◆ EXERCISE REQUIREMENTS ◆
Reproduce all of the entries below word for word, keeping them in the same order.

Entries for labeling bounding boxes
-- -- --

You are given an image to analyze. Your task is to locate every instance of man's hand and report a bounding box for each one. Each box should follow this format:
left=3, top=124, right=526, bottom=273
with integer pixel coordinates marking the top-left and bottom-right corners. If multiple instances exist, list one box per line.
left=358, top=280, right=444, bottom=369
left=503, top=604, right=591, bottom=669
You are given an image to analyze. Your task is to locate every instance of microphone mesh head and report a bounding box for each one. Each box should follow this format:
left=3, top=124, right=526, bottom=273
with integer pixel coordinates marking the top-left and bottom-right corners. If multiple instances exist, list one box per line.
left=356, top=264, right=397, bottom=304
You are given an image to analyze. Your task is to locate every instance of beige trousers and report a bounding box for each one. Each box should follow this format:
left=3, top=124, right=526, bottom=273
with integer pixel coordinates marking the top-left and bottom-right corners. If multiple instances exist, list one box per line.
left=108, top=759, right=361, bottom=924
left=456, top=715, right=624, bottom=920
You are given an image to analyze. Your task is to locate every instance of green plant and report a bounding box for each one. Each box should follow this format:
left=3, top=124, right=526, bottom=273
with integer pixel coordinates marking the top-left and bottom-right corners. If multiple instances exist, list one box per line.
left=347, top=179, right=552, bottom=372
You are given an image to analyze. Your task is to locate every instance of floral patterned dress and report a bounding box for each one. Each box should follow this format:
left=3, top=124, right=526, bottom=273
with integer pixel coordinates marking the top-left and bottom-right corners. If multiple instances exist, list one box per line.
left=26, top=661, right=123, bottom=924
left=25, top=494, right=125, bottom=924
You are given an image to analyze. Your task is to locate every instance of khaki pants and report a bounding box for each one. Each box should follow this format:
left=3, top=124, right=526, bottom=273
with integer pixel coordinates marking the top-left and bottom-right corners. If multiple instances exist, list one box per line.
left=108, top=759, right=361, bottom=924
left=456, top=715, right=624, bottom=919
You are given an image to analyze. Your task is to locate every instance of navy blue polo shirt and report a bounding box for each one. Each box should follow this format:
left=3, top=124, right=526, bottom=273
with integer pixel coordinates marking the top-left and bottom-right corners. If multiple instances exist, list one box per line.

-- -- --

◆ FINAL RESULT ◆
You are given an image to analyze. Your task is to locate every instance of man's hand and report a bounding box for each one. Each box should follow this format:
left=3, top=124, right=526, bottom=273
with integer pixel coordinates marking the top-left and bottom-right corners. If multiple instances exist, list one box per line.
left=358, top=280, right=444, bottom=369
left=503, top=604, right=591, bottom=669
You are given an image to analyze. Your task is to locate every instance of microphone mesh head and report a bounding box for each one. Each box should follow this format:
left=3, top=124, right=526, bottom=273
with integer pixel coordinates marking the top-left and bottom-right corners. If multiple instances exist, list one box per line.
left=356, top=264, right=397, bottom=304
You are given an image to analyze. Your task is to locate every instance of beige trousers and report a bounding box for each one. Each box should follow this format:
left=3, top=124, right=526, bottom=273
with integer pixel coordinates marking the top-left and bottom-right corners. If multiple instances exist, list one box per line.
left=108, top=759, right=361, bottom=924
left=456, top=715, right=624, bottom=920
You are given an image to analyze. Your task is to locate every instance of green plant and report a bounding box for each one. Each box should follow this format:
left=3, top=124, right=526, bottom=273
with integer pixel coordinates marking the top-left and bottom-right corners. If multiple instances exist, list one box per line.
left=347, top=179, right=552, bottom=372
You are given an image to analyze. Your task is to locate every instance of floral patterned dress and report a bounding box for each one. Each box should follow this format:
left=3, top=124, right=526, bottom=273
with integer pixel coordinates marking the top-left and bottom-right corners. If multiple instances exist, list one box per line.
left=26, top=661, right=123, bottom=924
left=25, top=494, right=125, bottom=924
You are given an image to analyze. Your task is to locate every instance of khaki pants and report a bounding box for each one. Each box should follow this format:
left=3, top=124, right=526, bottom=273
with integer pixel coordinates marking the top-left and bottom-right corners. If multiple instances exist, list one box per line.
left=108, top=759, right=361, bottom=924
left=456, top=715, right=624, bottom=919
You are given an image to analyze. Your task is to locate every instance of navy blue polo shirt and report a bounding box for each one. Each box should follow this format:
left=3, top=124, right=526, bottom=273
with integer pixel coordinates marking the top-left and bottom-right corners. If multiple instances exist, list one box per line.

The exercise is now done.